** TASK INPUT follows **

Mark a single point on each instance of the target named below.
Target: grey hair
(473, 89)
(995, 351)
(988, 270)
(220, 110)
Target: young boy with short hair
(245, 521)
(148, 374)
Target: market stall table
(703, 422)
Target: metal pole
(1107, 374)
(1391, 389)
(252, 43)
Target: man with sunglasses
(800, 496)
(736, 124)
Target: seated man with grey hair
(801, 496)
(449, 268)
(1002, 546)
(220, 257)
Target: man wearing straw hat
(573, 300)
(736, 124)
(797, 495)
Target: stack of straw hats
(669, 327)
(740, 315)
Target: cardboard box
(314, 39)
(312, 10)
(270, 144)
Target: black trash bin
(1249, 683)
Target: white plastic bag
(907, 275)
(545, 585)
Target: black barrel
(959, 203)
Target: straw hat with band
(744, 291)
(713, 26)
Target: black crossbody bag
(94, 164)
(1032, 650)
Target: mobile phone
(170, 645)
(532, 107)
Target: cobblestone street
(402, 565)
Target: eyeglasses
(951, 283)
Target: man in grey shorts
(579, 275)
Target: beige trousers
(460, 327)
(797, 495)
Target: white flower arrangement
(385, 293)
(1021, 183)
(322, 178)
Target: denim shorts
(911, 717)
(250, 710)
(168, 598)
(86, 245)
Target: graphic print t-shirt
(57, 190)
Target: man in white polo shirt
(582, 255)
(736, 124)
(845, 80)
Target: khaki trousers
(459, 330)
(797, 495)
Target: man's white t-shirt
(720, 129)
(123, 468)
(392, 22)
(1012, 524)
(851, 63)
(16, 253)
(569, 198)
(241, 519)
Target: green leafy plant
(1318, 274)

** End of TASK INPUT **

=== PROBLEM ===
Starting at the line with "Target: khaki trousers", retype each line through the final one in the data above, unchanged and with nothing added.

=== TASK SOLUTION ===
Target: khaki trousers
(459, 330)
(797, 495)
Target: man's white t-shirt
(720, 129)
(123, 468)
(392, 22)
(1012, 524)
(851, 63)
(16, 253)
(569, 198)
(241, 519)
Target: green leafy plant
(1318, 274)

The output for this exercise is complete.